[Source records]
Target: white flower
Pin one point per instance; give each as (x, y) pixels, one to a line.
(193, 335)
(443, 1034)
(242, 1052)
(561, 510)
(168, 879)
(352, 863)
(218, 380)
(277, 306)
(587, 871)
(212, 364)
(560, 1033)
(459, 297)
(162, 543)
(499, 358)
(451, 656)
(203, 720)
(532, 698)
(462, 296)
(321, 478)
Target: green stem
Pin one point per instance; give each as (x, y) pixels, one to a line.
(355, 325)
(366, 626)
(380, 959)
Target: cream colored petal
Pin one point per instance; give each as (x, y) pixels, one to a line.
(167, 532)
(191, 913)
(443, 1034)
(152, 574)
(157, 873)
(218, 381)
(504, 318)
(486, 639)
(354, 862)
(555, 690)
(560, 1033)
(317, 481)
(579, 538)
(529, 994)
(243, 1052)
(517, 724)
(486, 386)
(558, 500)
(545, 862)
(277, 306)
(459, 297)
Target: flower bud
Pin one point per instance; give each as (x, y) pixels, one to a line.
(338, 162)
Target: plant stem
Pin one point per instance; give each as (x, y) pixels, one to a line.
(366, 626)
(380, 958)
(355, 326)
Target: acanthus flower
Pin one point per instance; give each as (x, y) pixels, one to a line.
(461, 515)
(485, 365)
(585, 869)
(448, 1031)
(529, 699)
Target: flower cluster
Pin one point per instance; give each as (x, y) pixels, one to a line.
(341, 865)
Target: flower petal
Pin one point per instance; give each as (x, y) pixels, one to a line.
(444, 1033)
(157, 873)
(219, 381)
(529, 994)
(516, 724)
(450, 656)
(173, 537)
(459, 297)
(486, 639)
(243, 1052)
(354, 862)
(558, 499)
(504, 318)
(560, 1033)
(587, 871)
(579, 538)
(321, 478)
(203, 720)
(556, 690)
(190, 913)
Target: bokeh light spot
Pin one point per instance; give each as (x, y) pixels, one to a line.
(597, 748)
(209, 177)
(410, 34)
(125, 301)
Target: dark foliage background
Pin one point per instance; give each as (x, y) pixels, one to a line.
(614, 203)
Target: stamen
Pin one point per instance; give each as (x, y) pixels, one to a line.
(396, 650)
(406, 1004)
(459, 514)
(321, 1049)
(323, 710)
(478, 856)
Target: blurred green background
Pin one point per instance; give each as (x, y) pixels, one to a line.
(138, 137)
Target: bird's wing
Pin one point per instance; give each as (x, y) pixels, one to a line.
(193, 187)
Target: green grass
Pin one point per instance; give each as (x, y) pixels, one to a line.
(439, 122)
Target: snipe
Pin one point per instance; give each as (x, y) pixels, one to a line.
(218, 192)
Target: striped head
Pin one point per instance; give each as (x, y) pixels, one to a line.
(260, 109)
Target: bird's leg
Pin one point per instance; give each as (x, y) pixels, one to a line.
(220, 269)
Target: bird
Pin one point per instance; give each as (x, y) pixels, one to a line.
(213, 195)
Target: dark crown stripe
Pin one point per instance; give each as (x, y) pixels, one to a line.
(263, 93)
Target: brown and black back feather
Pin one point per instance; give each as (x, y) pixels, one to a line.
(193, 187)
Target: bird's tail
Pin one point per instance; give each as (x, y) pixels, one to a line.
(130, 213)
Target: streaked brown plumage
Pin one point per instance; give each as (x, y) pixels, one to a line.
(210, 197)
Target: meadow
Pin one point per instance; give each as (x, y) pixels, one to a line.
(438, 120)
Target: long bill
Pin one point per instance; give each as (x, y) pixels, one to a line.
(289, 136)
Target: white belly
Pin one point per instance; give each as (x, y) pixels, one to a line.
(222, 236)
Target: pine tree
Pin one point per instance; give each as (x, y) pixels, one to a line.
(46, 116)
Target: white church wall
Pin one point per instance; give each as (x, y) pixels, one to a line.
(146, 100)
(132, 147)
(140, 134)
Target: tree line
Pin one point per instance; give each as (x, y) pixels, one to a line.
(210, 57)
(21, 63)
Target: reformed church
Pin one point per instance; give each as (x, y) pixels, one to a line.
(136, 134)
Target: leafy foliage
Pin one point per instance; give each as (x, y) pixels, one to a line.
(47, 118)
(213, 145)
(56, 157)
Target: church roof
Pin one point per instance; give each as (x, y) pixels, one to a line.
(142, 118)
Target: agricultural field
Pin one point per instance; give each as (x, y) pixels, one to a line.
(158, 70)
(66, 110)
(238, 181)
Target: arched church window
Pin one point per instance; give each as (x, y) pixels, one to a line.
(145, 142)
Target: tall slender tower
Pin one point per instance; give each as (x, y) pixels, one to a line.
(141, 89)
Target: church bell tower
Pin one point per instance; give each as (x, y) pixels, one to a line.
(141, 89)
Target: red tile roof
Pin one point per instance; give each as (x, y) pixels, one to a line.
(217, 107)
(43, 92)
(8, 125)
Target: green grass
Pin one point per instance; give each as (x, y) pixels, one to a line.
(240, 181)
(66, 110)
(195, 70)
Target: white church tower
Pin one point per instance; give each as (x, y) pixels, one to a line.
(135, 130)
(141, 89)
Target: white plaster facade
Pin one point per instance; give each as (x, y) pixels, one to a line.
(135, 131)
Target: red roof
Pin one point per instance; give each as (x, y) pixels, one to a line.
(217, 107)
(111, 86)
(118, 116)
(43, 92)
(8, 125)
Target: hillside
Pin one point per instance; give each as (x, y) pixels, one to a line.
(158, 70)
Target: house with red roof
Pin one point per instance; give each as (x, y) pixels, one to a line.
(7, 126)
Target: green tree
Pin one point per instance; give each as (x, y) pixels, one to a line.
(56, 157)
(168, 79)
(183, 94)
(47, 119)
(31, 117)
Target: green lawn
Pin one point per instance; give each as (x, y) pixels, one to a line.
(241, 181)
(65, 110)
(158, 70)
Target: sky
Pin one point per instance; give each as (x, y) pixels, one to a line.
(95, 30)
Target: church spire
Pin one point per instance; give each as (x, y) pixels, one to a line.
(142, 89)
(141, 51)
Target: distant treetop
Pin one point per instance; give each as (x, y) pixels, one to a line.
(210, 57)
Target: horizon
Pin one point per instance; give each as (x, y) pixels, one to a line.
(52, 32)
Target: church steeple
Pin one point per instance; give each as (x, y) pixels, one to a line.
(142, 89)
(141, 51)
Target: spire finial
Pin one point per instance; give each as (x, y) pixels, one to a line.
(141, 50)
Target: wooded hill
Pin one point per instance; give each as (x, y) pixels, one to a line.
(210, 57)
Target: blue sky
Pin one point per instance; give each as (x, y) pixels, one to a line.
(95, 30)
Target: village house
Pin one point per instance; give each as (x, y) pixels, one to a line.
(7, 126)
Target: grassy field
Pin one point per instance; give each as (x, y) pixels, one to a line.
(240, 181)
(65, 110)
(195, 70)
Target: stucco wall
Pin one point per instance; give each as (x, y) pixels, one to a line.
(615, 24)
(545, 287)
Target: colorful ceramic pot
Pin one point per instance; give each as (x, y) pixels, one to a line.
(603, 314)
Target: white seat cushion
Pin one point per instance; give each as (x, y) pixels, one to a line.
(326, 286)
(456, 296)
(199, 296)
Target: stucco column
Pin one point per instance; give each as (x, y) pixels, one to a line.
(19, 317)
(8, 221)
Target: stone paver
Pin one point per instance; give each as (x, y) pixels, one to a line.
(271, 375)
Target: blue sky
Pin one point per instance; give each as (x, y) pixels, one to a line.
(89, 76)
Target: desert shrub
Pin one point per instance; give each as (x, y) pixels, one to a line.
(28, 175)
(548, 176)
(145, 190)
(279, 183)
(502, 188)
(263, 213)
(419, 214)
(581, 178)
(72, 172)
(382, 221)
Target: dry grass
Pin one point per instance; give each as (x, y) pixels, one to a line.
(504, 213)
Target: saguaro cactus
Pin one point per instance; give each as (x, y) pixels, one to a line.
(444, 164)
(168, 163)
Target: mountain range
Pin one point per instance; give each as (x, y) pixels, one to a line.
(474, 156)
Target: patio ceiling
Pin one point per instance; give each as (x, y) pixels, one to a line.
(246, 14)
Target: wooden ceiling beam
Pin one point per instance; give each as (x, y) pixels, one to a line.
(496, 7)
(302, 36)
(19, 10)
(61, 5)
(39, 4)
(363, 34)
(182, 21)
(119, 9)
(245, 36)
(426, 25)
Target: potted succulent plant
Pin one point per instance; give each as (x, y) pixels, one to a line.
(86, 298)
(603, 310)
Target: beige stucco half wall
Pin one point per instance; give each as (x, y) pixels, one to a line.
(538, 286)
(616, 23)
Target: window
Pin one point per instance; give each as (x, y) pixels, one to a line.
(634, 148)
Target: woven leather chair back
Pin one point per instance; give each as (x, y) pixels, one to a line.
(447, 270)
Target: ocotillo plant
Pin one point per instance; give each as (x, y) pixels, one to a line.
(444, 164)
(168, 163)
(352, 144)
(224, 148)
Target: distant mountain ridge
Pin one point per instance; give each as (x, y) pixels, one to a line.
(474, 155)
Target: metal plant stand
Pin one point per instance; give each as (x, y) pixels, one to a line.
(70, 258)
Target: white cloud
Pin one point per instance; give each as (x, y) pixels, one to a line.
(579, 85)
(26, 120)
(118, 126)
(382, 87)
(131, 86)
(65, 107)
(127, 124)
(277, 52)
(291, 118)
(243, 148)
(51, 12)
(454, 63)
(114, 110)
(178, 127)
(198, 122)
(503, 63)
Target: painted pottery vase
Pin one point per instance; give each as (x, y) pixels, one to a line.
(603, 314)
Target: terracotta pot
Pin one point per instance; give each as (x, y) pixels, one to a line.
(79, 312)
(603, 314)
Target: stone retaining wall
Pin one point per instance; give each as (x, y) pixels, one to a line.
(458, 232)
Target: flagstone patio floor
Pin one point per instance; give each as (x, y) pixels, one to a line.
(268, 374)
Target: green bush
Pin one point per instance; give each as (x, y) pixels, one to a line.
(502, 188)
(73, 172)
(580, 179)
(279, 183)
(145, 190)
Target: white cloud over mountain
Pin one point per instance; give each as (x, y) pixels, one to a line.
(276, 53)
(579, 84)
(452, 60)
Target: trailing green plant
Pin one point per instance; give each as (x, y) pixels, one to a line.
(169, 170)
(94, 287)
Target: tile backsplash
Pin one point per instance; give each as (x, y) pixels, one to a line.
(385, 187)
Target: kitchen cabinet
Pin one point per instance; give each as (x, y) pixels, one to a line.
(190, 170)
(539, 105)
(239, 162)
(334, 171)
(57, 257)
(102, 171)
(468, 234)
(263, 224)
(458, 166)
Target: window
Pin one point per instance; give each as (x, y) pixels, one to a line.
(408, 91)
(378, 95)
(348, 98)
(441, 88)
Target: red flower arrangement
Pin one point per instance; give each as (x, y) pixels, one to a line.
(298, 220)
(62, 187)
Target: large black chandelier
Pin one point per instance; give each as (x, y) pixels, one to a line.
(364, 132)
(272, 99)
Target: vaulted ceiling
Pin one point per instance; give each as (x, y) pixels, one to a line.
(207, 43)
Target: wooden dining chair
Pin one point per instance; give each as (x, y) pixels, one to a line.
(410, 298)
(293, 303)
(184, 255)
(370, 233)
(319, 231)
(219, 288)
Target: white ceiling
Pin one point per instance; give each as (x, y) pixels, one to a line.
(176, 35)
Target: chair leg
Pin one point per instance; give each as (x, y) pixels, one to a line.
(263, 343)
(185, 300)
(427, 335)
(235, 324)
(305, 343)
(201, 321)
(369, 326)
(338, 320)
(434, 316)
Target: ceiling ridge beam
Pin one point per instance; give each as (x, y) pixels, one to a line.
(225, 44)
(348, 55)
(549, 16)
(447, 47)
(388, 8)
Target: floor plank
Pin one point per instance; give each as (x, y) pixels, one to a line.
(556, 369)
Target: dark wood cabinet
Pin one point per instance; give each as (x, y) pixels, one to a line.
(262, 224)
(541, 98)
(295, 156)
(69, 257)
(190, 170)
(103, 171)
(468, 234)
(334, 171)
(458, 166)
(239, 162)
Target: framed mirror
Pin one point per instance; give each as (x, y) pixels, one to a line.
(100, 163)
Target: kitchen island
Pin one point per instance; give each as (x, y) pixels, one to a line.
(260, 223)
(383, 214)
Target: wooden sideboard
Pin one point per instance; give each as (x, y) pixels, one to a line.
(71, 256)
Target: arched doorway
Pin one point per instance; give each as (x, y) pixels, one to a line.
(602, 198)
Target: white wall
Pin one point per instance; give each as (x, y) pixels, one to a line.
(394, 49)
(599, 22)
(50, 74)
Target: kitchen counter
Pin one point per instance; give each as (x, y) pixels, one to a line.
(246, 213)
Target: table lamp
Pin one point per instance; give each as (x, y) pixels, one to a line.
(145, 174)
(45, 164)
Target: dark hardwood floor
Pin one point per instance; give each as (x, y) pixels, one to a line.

Given task: Make an exact copy of every line from the one with "Target: floor plank" to the end of the data, with the first and last of those lines included.

Response to the exercise:
Target: floor plank
Pin one point per instance; give each as (x, y) pixels, one to a line.
(556, 369)
Target: dark wood cabinet
Pin one point per instance; give each as (x, y) pixels, one to a line.
(262, 224)
(541, 98)
(295, 156)
(69, 257)
(190, 170)
(103, 171)
(468, 234)
(334, 171)
(458, 166)
(239, 162)
Target: framed mirror
Pin one point per instance; give each as (x, y) pixels, one to a line.
(100, 163)
Target: kitchen island
Pin one point per instance; give each as (x, y) pixels, one to a line.
(260, 223)
(383, 214)
Target: wooden sideboard
Pin one point per instance; give each as (x, y) pixels, one to a line.
(71, 256)
Target: arched doorway
Pin one point per instance; give each as (x, y) pixels, one to a line.
(602, 198)
Target: white wall
Pin one point per instance; give each as (x, y) pixels, one to a line.
(394, 49)
(599, 22)
(50, 74)
Target: kitchen counter
Pin one point per instance; give each as (x, y) pixels, one to a line.
(246, 213)
Target: table lamp
Pin one point per instance; give each as (x, y) pixels, one to a line.
(145, 174)
(45, 164)
Target: dark hardwood floor
Pin one point per instance; give each as (x, y) pixels, one to a line.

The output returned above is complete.